** start of Supplied information **

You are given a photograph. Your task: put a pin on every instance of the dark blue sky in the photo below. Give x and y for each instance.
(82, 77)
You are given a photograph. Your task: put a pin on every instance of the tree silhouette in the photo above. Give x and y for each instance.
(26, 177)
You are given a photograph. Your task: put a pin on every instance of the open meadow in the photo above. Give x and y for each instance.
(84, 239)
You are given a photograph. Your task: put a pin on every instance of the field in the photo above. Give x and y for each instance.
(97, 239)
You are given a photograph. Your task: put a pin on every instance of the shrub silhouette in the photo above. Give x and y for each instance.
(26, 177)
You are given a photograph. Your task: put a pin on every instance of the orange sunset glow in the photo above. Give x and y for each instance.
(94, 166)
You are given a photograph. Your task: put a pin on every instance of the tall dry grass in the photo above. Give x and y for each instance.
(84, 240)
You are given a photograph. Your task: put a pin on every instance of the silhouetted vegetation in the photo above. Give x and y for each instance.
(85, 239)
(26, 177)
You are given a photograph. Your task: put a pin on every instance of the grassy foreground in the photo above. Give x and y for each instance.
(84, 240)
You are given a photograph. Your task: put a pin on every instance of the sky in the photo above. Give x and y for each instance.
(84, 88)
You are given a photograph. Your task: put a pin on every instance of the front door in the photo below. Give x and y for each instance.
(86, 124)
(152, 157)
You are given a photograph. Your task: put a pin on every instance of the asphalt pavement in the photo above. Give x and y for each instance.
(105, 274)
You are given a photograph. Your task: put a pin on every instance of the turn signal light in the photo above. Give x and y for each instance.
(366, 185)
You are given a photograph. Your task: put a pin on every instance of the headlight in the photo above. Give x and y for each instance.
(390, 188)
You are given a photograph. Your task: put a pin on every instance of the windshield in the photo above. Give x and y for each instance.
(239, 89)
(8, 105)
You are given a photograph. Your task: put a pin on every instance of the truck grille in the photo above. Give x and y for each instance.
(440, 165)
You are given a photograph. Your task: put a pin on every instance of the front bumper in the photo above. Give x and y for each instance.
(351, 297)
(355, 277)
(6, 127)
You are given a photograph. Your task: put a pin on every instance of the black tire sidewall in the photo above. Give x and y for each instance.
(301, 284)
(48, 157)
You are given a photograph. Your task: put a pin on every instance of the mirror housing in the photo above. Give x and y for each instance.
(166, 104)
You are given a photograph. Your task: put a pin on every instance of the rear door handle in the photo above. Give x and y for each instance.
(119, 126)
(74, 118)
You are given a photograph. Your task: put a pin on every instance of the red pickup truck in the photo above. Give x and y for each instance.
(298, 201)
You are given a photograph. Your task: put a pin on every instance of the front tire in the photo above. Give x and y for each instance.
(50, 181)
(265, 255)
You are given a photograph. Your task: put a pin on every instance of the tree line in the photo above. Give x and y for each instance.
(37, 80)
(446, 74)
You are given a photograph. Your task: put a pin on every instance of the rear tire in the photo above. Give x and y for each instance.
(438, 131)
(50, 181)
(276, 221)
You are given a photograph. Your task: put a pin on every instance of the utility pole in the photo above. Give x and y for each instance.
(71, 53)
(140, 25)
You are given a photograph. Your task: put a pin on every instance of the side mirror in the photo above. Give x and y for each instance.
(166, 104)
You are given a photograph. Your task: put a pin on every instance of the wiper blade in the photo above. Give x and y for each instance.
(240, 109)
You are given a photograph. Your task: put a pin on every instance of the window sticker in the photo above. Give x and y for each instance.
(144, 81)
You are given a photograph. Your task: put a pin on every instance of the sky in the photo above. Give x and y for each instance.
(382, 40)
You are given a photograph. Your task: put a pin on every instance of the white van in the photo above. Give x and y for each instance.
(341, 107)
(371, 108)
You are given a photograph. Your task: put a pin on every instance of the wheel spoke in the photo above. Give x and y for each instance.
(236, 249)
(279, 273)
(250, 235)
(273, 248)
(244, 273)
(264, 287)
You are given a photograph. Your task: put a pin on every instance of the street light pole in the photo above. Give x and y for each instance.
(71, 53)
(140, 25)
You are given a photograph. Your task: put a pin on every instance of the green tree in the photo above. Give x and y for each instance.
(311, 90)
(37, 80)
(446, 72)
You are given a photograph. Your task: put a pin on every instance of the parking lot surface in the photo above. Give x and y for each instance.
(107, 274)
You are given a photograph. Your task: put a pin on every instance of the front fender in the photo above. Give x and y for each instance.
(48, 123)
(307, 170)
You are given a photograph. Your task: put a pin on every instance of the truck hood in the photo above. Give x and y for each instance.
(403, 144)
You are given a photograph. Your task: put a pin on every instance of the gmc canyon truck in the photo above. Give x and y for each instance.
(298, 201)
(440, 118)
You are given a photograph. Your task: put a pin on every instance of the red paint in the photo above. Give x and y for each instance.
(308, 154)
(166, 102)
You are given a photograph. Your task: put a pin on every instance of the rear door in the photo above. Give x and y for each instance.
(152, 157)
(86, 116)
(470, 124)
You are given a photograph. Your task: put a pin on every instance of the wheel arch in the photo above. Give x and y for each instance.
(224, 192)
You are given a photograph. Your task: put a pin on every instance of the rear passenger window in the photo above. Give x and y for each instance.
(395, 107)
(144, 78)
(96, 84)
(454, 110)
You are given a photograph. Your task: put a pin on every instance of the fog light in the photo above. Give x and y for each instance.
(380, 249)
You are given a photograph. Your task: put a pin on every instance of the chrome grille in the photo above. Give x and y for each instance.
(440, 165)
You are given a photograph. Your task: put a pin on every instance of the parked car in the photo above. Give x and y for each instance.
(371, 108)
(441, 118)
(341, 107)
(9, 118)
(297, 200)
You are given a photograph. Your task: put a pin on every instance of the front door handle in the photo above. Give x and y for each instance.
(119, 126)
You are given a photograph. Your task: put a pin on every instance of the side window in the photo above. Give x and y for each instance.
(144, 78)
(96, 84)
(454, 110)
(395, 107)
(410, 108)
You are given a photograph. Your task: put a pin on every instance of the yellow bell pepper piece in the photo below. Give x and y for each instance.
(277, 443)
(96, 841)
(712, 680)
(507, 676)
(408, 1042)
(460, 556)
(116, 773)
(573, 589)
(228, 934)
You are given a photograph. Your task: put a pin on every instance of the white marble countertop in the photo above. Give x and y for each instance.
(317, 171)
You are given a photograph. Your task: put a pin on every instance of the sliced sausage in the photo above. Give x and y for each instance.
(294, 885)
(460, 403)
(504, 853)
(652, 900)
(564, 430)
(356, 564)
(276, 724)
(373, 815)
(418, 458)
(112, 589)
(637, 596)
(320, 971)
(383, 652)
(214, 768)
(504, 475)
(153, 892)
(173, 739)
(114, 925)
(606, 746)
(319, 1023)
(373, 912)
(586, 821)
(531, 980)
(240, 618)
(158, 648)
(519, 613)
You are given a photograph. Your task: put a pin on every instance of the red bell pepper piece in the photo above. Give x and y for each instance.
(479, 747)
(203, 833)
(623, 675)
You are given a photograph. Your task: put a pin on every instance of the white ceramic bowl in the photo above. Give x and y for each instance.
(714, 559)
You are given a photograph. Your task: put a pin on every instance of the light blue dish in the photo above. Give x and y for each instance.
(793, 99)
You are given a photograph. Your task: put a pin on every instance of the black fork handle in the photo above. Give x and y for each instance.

** end of Supplied information **

• Goal of the exercise:
Reproduce every one of the lines above word for word, from the first to the last.

• Result for this task:
You are given a photograph. Your task: put a pin on every instance of the dark blue sky in the photo below. Give x and y for each instance.
(82, 77)
You are given a photograph. Your task: put a pin on every instance of the tree silhouette in the photo above. Give x and y for each instance.
(26, 177)
You are given a photograph. Your task: put a pin on every instance of the open meadow in the photo above. Give x and y for each instance.
(84, 239)
You are given a photograph. Your task: put a pin on every instance of the field in the photo above. Give x and y for each instance.
(97, 239)
You are given a photograph. Your task: put a pin on every instance of the shrub silhouette in the photo above. Give x and y for each instance.
(26, 177)
You are given a photograph. Your task: put a pin on every instance of the orange sunset glow in the photo above. Give x and y for each instance.
(94, 166)
You are given a photograph. Your task: put a pin on every instance of the tall dry grass in the photo above. Give x and y for each instance.
(84, 240)
You are given a photograph. Your task: put a pin on every instance of the silhouetted vegetation in the photo above. Give x and y for each instance.
(85, 239)
(26, 177)
You are given a photograph. Your task: put a pin on every instance of the grassy foreground in the photo above. Give x and y for each instance.
(84, 240)
You are given a photograph. Your task: put a pin on every instance of the sky in the photo above. Give x and y for each instance.
(84, 88)
You are given a photograph. Your task: put a pin on every instance of the front door in the photo below. Give x and y for each instance.
(86, 124)
(152, 157)
You are given a photograph. Your task: put a pin on every instance of the asphalt pavement in the photo above. Give x and y for each instance.
(105, 274)
You are given a photograph. Your task: put a pin on every instance of the turn signal light in the photo above. Give x and y for each instance.
(366, 185)
You are given a photograph. Your task: put a pin on every instance of the headlight in the photo above. Give x and y for each instance.
(390, 188)
You are given a photograph. Your task: put a pin on every instance of the windshield in the photo above. Give x and y for each instance.
(239, 89)
(8, 105)
You are given a photograph. Your task: put a pin on every instance of the truck grille in the photo above. Give x and y for each instance.
(440, 165)
You are given a photograph. Your task: put a pin on every instance of the front bumper in the photo above. Give x and y for each instance.
(351, 297)
(355, 277)
(6, 127)
You are given a photograph. Your task: put a pin on every instance of the black tire sidewall in the photo above. Give x and y for each instance.
(301, 284)
(48, 157)
You are given a photograph. Your task: put a pin on every instance of the mirror housing in the photo above. Give x and y for each instance.
(166, 104)
You are given a photograph. Your task: put a pin on every instance of the rear door handle in the photo above. Give x and y for each instance.
(119, 126)
(74, 118)
You are given a photograph. Your task: put a pin on every instance of the red pickup truck in the photo above. Give x and y for each instance.
(298, 201)
You are given a photograph. Your task: put a pin on every instance of the front tire in the photo above. Give x and y for each instance.
(50, 181)
(265, 255)
You are given a photograph. Your task: put a pin on every instance of the tree line in the photo above. Give x and y for each instance.
(37, 80)
(446, 74)
You are given a photograph. Your task: put a pin on every instance of the rear tire in the photo above. Give x and y for each instance.
(438, 131)
(50, 181)
(276, 221)
You are given a photograph. Your task: put a pin on every instance of the utility pole in the photo above. Give x and y for each instance.
(71, 53)
(140, 25)
You are given a photograph. Your task: put a pin on every instance of the side mirror in the photo above. Give x and y for each instance.
(166, 104)
You are given a photograph. Your task: put a pin on every instance of the wiper blade in the photo above. Give x and y for each instance.
(240, 109)
You are given a photograph. Your task: put a pin on every instance of the window sticker in the photo above. Give x and y for each instance.
(144, 81)
You are given a photograph. Your task: put a pin on every instance of the sky in the photo above. Give x and y for each instance.
(382, 40)
You are given a photograph. Your task: put a pin on every instance of the white van in the photo above. Give x and y for each instance.
(341, 107)
(371, 108)
You are given a photograph. Your task: put a pin on every instance of the wheel spoke in the photo above. Give x and y for each instance.
(236, 249)
(279, 273)
(250, 235)
(273, 248)
(244, 273)
(264, 287)
You are given a photograph. Your task: put a pin on every instance of the street light pole in the photo above. Give x and y for each instance.
(71, 53)
(140, 25)
You are given a photograph. Your task: put a pin on every instance of the green tree in the photo above. Give x and y for each instance.
(311, 90)
(37, 80)
(446, 72)
You are given a photograph. Your task: put a pin on every instance of the parking lot surface in the photo above. Give x and y for each instance.
(107, 274)
You are given a photograph. Your task: put a pin on every instance of the front fender in the photo above. Give x and y for each instance.
(48, 123)
(307, 170)
You are given a photograph. Your task: put a pin on every instance of the truck hood in the photo above. Give x and y for each instance.
(403, 144)
You are given a photograph. Your task: put a pin on every instance of the gmc canyon truck in the photo above. Give x and y for each instance.
(298, 201)
(440, 118)
You are given a photograph. Your task: put a pin on every instance of the red paint in the photo above. Give x and y for each instance.
(308, 154)
(166, 102)
You are given a photograph. Your task: put a pin on every instance of the rear door in the photo above. Give x and y for each instance.
(152, 157)
(86, 116)
(470, 124)
You are given a photograph. Your task: put a pin on every instance of the wheel arch in the photo above. Give x and y for each instance.
(224, 192)
You are given a photograph. Your task: put a pin on every instance of the rear passenger window in the photo above. Give x and y for each instance.
(395, 107)
(144, 78)
(96, 84)
(454, 110)
You are given a photograph. Your task: put a pin on every instance of the fog light in the photo above. Give x and y for each instance.
(380, 249)
You are given a photograph. Your task: put a pin on every instance of the chrome grille in the photo above. Give x and y for each instance.
(440, 165)
You are given a photograph. Your task: put a pin on every instance of the parked car in the photo above. Give x and y for each instance.
(371, 108)
(441, 118)
(341, 107)
(9, 118)
(297, 200)
You are given a photograph. Your task: put a pin on every instance of the front door handle in the photo above. Give x and y for each instance.
(119, 126)
You are given a photograph. Your task: put a pin on every instance of the side window in the photo above. Give x and y for each instance.
(144, 78)
(96, 84)
(454, 110)
(395, 107)
(410, 108)
You are given a photograph. Your task: put a pin on every instance of the yellow bell pepper piece in the photo below. Give x and y for each instance.
(277, 443)
(96, 841)
(712, 680)
(507, 676)
(408, 1042)
(460, 556)
(116, 773)
(573, 589)
(228, 934)
You are given a photograph. Your task: put a pin on every instance of the white marble countertop in the photo above. Give x and y for each instance.
(317, 171)
You are given a photograph. Your task: put a pin on every instance of the sliced sausage in the photo above. Give x and y for each instance.
(294, 885)
(460, 403)
(504, 853)
(652, 900)
(564, 430)
(356, 564)
(276, 724)
(373, 815)
(418, 458)
(112, 589)
(637, 596)
(320, 971)
(383, 652)
(214, 768)
(504, 475)
(153, 892)
(173, 739)
(114, 925)
(606, 746)
(319, 1023)
(373, 912)
(586, 821)
(531, 980)
(240, 618)
(158, 648)
(519, 613)
You are given a photograph. Your task: put a pin on every instance of the red bell pepper piece in the photo above. Give x and y for each instance.
(479, 747)
(203, 833)
(623, 675)
You are given a photograph. Your task: put a pin on every instance of the white ceramic bowl in the photo above. Give x and y for each instance.
(714, 559)
You are given a photograph. Your task: put a pin on every instance of the light blue dish in the photo above. Give x and y for each instance.
(793, 99)
You are given a photograph. Your task: put a pin on every instance of the black fork handle in the photo above. Give x and y for each instance.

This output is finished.